▸ Work to be completed:
Every line from the one containing "Where can the blue water" through the end of the data is to be copied exactly, and nothing outside that range.

▸ Stored data:
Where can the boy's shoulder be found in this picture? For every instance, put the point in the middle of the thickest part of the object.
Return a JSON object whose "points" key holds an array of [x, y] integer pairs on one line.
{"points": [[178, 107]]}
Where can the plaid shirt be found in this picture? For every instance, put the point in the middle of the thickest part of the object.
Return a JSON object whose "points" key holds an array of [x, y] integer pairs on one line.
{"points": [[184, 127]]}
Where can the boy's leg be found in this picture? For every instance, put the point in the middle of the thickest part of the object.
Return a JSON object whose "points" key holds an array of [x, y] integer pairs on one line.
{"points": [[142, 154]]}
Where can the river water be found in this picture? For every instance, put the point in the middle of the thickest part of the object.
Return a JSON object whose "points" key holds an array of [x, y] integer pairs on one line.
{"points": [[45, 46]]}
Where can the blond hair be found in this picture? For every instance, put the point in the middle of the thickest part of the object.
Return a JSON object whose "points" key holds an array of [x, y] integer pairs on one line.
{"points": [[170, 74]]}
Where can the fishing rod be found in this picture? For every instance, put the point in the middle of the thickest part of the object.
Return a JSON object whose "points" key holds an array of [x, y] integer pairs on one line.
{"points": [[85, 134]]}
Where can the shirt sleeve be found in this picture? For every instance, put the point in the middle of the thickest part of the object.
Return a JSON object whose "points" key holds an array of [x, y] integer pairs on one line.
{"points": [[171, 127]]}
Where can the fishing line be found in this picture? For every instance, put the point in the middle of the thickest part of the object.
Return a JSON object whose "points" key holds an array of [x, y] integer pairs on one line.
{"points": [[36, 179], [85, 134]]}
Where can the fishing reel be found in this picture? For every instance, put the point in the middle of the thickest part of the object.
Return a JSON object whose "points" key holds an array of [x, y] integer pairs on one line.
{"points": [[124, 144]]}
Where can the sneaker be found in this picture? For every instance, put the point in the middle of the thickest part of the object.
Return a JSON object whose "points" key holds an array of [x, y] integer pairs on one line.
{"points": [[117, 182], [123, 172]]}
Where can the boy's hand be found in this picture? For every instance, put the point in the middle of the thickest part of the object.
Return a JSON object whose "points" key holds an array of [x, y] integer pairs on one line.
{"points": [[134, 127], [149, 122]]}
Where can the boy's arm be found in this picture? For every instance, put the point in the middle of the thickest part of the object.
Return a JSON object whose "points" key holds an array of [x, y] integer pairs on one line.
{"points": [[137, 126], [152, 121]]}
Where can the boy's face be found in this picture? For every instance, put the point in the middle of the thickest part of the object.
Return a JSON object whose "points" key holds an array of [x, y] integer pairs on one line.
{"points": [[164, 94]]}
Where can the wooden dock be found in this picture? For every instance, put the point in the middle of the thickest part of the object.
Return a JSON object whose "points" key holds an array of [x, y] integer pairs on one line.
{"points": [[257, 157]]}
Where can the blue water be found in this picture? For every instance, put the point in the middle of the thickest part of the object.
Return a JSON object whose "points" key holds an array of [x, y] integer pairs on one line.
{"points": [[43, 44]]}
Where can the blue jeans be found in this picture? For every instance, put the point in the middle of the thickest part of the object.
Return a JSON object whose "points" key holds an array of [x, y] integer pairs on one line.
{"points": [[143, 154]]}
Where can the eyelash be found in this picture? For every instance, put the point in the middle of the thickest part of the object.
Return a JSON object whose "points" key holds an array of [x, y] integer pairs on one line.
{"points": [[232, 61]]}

▸ Response to this exercise:
Where can the blue water be found in this picture? For every instance, put the point in the middle of the thickest part of the object.
Return a JSON object whose "points" key holds an array of [x, y] integer pairs on one line.
{"points": [[43, 44]]}
Where can the blue jeans be found in this picture? For every instance, put the point in the middle of the thickest part of the object.
Return a JSON object whose "points" key holds an array of [x, y] integer pairs on one line.
{"points": [[143, 154]]}
Where can the eyelash be found in this picture? For every instance, put the point in the middle of the thickest part of the object.
Return a JSON object whose "points" key holds an array of [x, y] integer pairs on one line.
{"points": [[232, 61]]}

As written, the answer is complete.